Coordinate annotation records
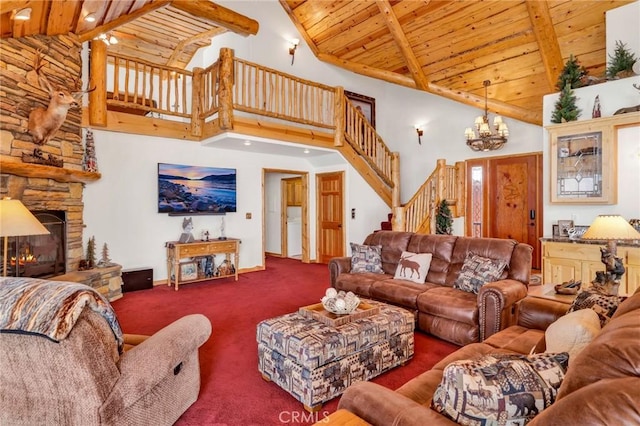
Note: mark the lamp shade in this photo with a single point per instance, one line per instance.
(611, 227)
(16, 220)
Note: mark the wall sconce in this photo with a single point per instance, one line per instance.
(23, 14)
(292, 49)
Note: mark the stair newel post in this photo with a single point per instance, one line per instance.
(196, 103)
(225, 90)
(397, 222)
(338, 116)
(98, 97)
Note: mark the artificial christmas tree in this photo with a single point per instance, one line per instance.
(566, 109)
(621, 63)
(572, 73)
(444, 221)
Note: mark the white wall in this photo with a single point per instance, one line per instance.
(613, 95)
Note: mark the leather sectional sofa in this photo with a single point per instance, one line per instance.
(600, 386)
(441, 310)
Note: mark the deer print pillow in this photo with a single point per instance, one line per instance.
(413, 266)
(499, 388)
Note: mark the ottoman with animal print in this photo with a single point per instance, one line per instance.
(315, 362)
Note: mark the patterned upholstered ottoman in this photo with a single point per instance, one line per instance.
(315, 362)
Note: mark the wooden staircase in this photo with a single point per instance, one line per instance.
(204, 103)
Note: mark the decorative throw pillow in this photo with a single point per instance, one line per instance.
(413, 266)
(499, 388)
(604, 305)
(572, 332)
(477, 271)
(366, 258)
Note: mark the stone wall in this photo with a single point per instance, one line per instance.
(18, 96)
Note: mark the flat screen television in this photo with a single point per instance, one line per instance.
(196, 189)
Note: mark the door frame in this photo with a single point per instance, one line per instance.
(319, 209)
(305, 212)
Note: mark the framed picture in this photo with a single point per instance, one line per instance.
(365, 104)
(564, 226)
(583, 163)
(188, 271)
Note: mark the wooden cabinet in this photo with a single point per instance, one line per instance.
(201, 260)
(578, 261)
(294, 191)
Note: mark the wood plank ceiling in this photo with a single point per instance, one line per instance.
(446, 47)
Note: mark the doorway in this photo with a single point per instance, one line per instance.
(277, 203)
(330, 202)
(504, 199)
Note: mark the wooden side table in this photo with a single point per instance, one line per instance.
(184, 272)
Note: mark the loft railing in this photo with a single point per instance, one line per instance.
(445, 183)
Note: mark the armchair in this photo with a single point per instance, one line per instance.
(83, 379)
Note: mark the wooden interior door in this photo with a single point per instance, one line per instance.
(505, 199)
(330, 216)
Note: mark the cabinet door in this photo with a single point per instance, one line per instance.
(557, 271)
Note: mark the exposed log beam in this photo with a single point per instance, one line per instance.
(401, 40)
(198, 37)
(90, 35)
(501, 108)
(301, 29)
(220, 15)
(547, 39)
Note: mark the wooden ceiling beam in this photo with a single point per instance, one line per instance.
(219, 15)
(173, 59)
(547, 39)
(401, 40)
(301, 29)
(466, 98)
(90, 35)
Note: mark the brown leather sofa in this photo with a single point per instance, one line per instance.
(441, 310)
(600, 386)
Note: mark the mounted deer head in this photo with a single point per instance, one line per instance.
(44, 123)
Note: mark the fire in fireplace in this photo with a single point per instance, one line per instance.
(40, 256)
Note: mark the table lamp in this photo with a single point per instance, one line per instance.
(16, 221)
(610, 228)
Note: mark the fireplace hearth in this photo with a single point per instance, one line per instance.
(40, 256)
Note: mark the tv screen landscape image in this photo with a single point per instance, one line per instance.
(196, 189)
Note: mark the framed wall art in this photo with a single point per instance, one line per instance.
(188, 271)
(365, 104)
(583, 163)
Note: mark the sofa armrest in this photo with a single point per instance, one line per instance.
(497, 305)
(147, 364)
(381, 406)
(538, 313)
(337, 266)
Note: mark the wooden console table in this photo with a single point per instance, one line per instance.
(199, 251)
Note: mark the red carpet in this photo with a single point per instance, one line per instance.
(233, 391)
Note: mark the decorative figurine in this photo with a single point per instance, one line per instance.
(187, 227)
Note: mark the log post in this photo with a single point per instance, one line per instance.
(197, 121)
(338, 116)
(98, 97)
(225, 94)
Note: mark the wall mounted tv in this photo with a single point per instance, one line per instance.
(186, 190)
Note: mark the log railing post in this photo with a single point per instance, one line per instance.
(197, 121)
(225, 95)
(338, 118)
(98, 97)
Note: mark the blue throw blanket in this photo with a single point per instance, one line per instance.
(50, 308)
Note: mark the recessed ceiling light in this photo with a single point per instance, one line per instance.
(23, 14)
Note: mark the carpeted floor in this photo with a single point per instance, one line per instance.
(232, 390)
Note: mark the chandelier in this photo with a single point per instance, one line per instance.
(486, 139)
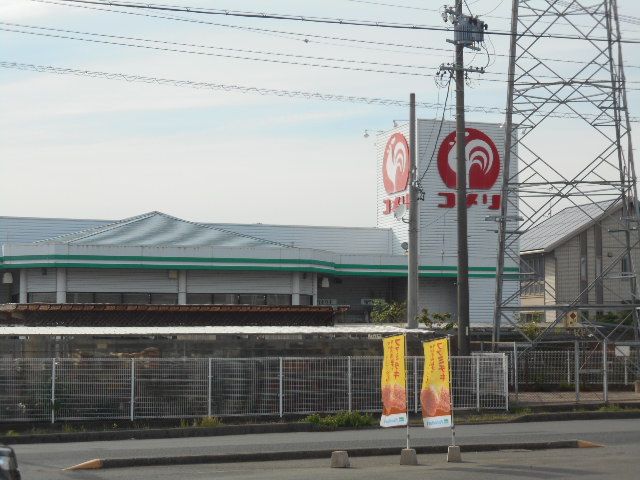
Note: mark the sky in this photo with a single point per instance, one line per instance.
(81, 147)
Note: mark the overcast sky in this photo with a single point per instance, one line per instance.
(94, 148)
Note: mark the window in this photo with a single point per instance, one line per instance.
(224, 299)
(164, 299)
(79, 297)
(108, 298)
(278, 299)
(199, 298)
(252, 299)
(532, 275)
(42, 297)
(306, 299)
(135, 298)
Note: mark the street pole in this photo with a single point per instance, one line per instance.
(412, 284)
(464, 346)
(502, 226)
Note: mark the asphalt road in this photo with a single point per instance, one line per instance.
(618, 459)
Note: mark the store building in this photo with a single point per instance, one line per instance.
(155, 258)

Work required:
Reproduce every line of the material above without any change, leaving out the pictures.

Reply to the exercise:
Note: mark the lamp shade in this photo with a single point per instance, one line per instance.
(611, 227)
(16, 220)
Note: mark the wall sconce in this photo with a single point per instance, one line per instance.
(23, 14)
(292, 49)
Note: mark the stair newel post in this photo with a single point per instance, one line per instance.
(196, 103)
(225, 90)
(397, 222)
(338, 116)
(98, 97)
Note: mark the artificial christmas tree in this photo with a single point per instance, one line per instance.
(566, 109)
(621, 63)
(572, 73)
(444, 221)
Note: mark the white wall in this photo with a single point per instance, one line per instance.
(613, 95)
Note: mark the leather sectional sofa in this photo with a single point per instance, one line per instance.
(600, 386)
(441, 310)
Note: mark the deer print pillow in this photo with a single point per instance, one line per instance.
(413, 266)
(499, 388)
Note: mark the ottoman with animal print in this photo with a single point per instance, one line per instance.
(315, 362)
Note: mark the patterned upholstered ottoman in this photo with a single point per instance, one line per instance.
(315, 362)
Note: mark the wooden staircase in this photo with a single point per instance, one line per instance.
(204, 103)
Note: mark the decorative throw pillow in this photo with a single point per instance, one line per instance.
(413, 266)
(499, 388)
(604, 305)
(572, 332)
(477, 271)
(366, 258)
Note: mark the stone wall in this photo with a single point per instance, one line per instance.
(18, 96)
Note: mark the flat screen television in this photo with a single point per instance, one line per instance.
(196, 189)
Note: mark the door frame in this photo with a single point per instance, one line per instance.
(319, 209)
(305, 212)
Note: mark the framed picture in this photo with a single point per instance, one line per instance.
(365, 104)
(564, 226)
(583, 163)
(188, 271)
Note: mark the wooden cabinet in this photo with a single point per instance, one line per instance.
(201, 260)
(578, 261)
(294, 191)
Note: mark the wood plank ceiling in this photo with a single point per instance, one line per instance.
(446, 47)
Note: mark the doorway in this photo with a single point per instance, one line per instance.
(277, 203)
(330, 202)
(504, 199)
Note: mark the wooden side table in this photo with a single point per instance, one line per instance.
(184, 272)
Note: mark the loft railing in this photo with a single point per instance, one line per instance.
(445, 183)
Note: mark the armchair in this photo with a single point per instance, one line per instance.
(83, 379)
Note: mark the wooden interior door in this photo with a single point per instance, one line per instance.
(505, 199)
(330, 216)
Note: mark the cabinet door in this photo with a single point per instance, one line per instance.
(557, 271)
Note: mark the exposed log beam in this photo with a single point per instance, one line per instance.
(401, 40)
(198, 37)
(90, 35)
(501, 108)
(301, 29)
(220, 15)
(547, 39)
Note: mark the wooden ceiling beam in this photo with a single point per instance, one line per instance.
(219, 15)
(173, 59)
(547, 39)
(401, 40)
(301, 29)
(466, 98)
(90, 35)
Note: mark the brown leather sofa in this photo with a single point per instance, one line per instance.
(441, 310)
(600, 386)
Note: mark the mounted deer head in this photo with a single point per instance, one line per instance.
(44, 123)
Note: mark the fire in fireplace in this photo with a single point per instance, one line per instance.
(40, 256)
Note: mark the table lamp in this photo with a single point per instance, one line per instance.
(16, 221)
(610, 228)
Note: mark the fireplace hearth in this photo with a single point per instance, one line per instance.
(40, 256)
Note: mark the tv screen landscape image in this photo with a single point per instance, one line per instance.
(196, 189)
Note: mark the framed wall art in this photo with a single point per instance, one line per instance.
(188, 271)
(365, 104)
(583, 163)
Note: mark the sofa armrest in this photo with a single point per instance, one line per instance.
(497, 305)
(147, 364)
(381, 406)
(538, 313)
(337, 266)
Note: mark the wooden console table in this photo with a single point per instance, one line per instance.
(199, 251)
Note: mark the red carpet in this photo with a single point per instance, one line per instance.
(233, 391)
Note: mark the decorative figurine in this photo with a single point per instance, one line per instance.
(187, 227)
Note: mark the log post in this photo with a single point per instance, one line per instance.
(197, 121)
(338, 116)
(98, 97)
(225, 94)
Note: mark the wall mounted tv in this photo with a single point per instance, one line per instance.
(186, 190)
Note: mark the log railing post in this photo with a single point per instance, one line per instance.
(197, 121)
(225, 95)
(338, 118)
(98, 97)
Note: mark the blue throw blanket in this photo with a single point per instance, one line per instance.
(50, 308)
Note: mark the recessed ceiling light in this photo with a single point per instance, one line per instance.
(23, 14)
Note: mark the carpeted floor in this photo with a single point per instance, one line per instance.
(232, 390)
Note: mark the chandelier in this photo with a single point per instance, one line per instance.
(486, 139)
Note: mark the sky in this photo with a single point per instance, one line per instance.
(81, 147)
Note: mark the overcast sky in this photo with a single point per instance, one line per instance.
(94, 148)
Note: mark the window in this photo with a single point per instance, one line per instance.
(224, 299)
(164, 299)
(79, 297)
(108, 298)
(278, 299)
(199, 298)
(252, 299)
(532, 275)
(42, 297)
(306, 299)
(135, 298)
Note: mark the street pole in this photo with a single point per instance, one line per instance.
(412, 284)
(464, 346)
(502, 226)
Note: mark the asphalt road in this photo with a single point per instance, one line per instance.
(618, 459)
Note: mark the store building in this photo with a single point per instance, one line per instance.
(155, 258)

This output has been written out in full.